• _Ausgangstext_:
..............................

Es hat also diese zweite Etappe der Kriegsbeschädigtenfürsorge
im Jahre 1930 begonnen und das jetzt vorliegende Gesetz setzt
diese Arbeit nur fort. Ich möchte nur einige Worte zur Vorlage
selbst sagen. Zunächst einmal muß festgehalten werden,
daß ganz grundsätzlich herausgestellt wird das Recht
des Kriegsbeschädigten, sich neuerlich untersuchen und die
Rente neu bemessen zu lassen. Es war hier zweifellos eine Lücke
vorhanden und es wäre besser gewesen das Gesetz anzugleichen
den Gedanken, die in der Unfallversicherung verankert sind. Das
ist nicht geschehen. Deshalb soll diese Lücke ausgefüllt
werden. Der Prozentsatz der Erwerbsunfähigkeit, der die Voraussetzung
für eine Neubemessung sein soll, ist von 75%, wie es ursprünglich
im Entwurf stand, auf 50% herabgesetzt worden. Einem Einwand,
der nicht nur von oppositioneller Seite gemacht wurde, sondern
auch von anderen Gruppen, ist Rechnung getragen worden und das
Gesetz, das uns vorliegt, wird den Prozentsatz der Erwerbsunfähigkeit
nur mit 50% festsetzen.
Ich möchte in diesem Zusammenhange das Ministerium für
soziale Fürsorge bitten, dafür Vorsorge zu treffen,
daß künftighin bei der Behandlung von Unfällen
aktiver Soldaten ein beschleunigteres Tempo bei der Erledigung
der Fälle eingelegt wird, weil ich die Beobachtung machen
konnte, daß in den letzten Jahren die Erledigung derartiger
Ansuchen von Soldaten, die aktiv gedient haben und im Dienst verletzt
wurden, sehr schleppend erfolgte und außerdem ist die Praxis,
welche sich die zuständigen Militär- und auch sonstige
Behörden zurecht gelegt haben, nicht gerade eine solche,
daß man sagen könnte, daß vor allem diese Fälle
in den Vordergrund gerückt werden. Deshalb sei dieses Ersuchen,
das ich an das Ministerium für soziale Fürsorge gerichtet
haben möchte, besonders unterstrichen.

..............................

• _Bereitgestellte Einträge_:
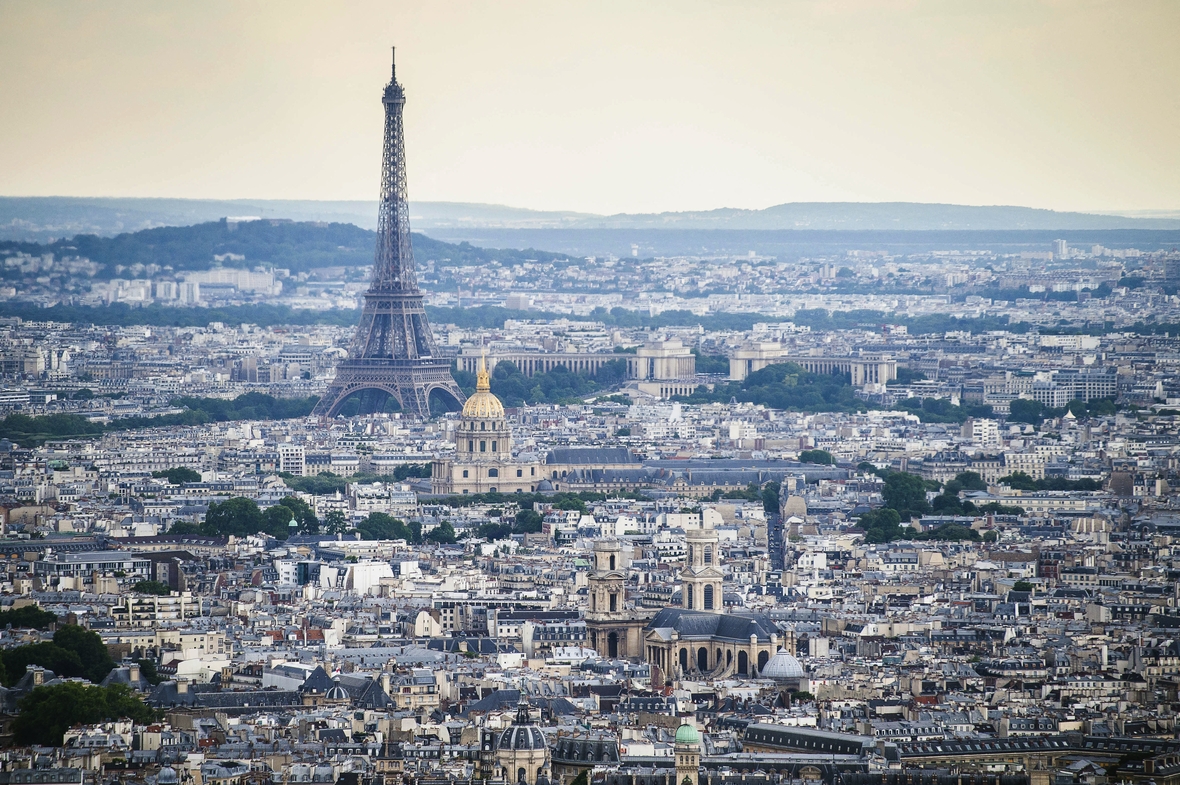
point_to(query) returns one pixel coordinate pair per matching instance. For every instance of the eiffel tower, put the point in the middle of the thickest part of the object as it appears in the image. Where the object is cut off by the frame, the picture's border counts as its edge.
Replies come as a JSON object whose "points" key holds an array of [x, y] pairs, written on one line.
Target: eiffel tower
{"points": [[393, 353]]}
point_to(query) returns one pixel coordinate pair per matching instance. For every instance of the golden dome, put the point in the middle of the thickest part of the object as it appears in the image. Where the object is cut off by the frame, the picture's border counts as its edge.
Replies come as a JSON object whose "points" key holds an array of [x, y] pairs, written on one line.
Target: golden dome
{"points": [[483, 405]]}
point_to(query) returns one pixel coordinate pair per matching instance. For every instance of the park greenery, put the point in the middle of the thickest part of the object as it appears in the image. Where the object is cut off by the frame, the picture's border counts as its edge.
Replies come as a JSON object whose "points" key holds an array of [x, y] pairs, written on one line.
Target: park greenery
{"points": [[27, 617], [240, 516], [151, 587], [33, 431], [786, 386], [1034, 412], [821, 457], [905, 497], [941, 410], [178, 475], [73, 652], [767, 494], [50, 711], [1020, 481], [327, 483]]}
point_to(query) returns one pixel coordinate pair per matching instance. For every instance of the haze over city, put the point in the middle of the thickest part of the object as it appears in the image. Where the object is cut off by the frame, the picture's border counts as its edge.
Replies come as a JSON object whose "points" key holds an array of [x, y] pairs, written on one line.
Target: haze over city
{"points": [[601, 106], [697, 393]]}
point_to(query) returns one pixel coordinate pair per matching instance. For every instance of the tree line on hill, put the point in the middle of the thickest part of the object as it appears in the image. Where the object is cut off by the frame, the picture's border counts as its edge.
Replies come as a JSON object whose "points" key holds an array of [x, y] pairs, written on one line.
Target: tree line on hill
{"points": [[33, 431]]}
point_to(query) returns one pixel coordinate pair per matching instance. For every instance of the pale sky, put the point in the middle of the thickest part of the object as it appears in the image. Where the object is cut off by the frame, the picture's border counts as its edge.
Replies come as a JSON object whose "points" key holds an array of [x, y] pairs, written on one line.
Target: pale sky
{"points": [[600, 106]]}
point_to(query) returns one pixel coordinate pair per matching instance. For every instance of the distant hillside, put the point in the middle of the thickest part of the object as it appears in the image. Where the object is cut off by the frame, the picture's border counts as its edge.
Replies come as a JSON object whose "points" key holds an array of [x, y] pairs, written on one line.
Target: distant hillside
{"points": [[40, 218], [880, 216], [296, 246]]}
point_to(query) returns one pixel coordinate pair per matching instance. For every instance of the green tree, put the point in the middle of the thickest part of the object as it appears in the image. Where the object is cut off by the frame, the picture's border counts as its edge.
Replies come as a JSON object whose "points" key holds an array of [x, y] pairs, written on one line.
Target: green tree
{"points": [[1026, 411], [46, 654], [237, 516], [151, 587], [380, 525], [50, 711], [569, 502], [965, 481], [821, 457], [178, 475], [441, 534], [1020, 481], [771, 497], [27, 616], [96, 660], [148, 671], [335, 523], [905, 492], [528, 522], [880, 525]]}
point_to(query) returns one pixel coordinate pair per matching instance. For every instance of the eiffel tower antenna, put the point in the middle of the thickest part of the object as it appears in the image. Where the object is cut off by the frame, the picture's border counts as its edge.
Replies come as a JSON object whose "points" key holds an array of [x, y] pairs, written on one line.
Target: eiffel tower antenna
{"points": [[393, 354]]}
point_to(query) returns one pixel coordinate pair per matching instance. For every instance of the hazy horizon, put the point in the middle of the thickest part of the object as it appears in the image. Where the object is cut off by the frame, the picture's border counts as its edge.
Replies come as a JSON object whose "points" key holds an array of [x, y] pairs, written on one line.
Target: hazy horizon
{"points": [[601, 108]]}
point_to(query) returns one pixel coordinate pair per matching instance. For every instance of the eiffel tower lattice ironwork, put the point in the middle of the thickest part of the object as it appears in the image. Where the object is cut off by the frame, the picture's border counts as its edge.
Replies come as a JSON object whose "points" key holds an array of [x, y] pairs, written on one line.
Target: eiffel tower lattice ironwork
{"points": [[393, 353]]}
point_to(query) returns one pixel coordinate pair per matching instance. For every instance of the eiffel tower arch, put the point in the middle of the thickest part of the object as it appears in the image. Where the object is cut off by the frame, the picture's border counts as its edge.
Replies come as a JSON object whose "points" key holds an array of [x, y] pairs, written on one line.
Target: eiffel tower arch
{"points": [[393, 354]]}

..............................

• _Arbeitsanweisungen_:
1. Auf welchen Prozentsatz der Erwerbsunfähigkeit wurde laut der Rede zur Kriegsbeschädigtenfürsorge die Voraussetzung für eine Neubemessung der Rente herabgesetzt?
2. Setze die Rede zur Kriegsbeschädigtenfürsorge im selben Stil nach ihrem letzten Satz fort.

• _Ergebnisse je Aufgabe_:
1. Auf 50%, nachdem im Entwurf ursprünglich 75% vorgesehen waren.

2.
Wenn man heute fragt, wie es bei den Kriegsbeschädigten aussieht,
ob sich der Zustand in den letzten Jahren noch verschlechtert
hat oder ob eine Entwicklung nach der anderen Seite hin zu verzeichnen
ist, dann findet man, wenn man dieser Frage näher tritt,
geradezu schreckliche Zustände vor. Ich habe hier vor mir
eine Photographie, die ich vor wenigen Tagen von einem Kriegsbeschädigten
eingeschickt erhielt, dessen Hände und Füsse sich heute
beinahe im Zustande der Fäulnis, könnte man sagen, befinden.
Diese Gliedmaßen sind während des Krieges erfroren,
man konnte aber nach dem Kriege gar keine Schädigung feststellen;
jetzt, 18 Jahre nach Beendigung des Krieges, sind nun diese schrecklichen
Folgen der Erfrierung während des Krieges aufgetreten. Man
kann diese Bilder nicht ohne die tiefste Erschütterung ansehen
und es wäre sittliche Aufgabe der Menschheit, dafür
zu sorgen, daß solche Dinge in Zukunft sich nicht ereignen.
Noch befinden sich unzählige Kriegsbeschädigte in Not
und Elend und schon ziehen sich neue Gewitte rwolken zusammen
und morgen kann vielleicht Europa wieder in neue große kriegerische
Verwicklungen hineingezogen werden. Ich habe übrigens keine
Ursache, den Namen des Mannes hier nicht zu nennen, von dem ich
gesprochen habe. Es handelt sich um den Kriegsverletzten Hermann
Schmidt aus Predlitz bei Aussig.
Ich möchte mich nun mit ein paar Worten der Opposition zuwenden.
Interessant waren die Ausführungen des Vertreters der Sudetendeutschen
Partei, dort wo er darauf hinwies, daß die deutschen Unternehmer
Kriegsbeschädigte nicht gerne oder überhaupt nicht beschäftigen.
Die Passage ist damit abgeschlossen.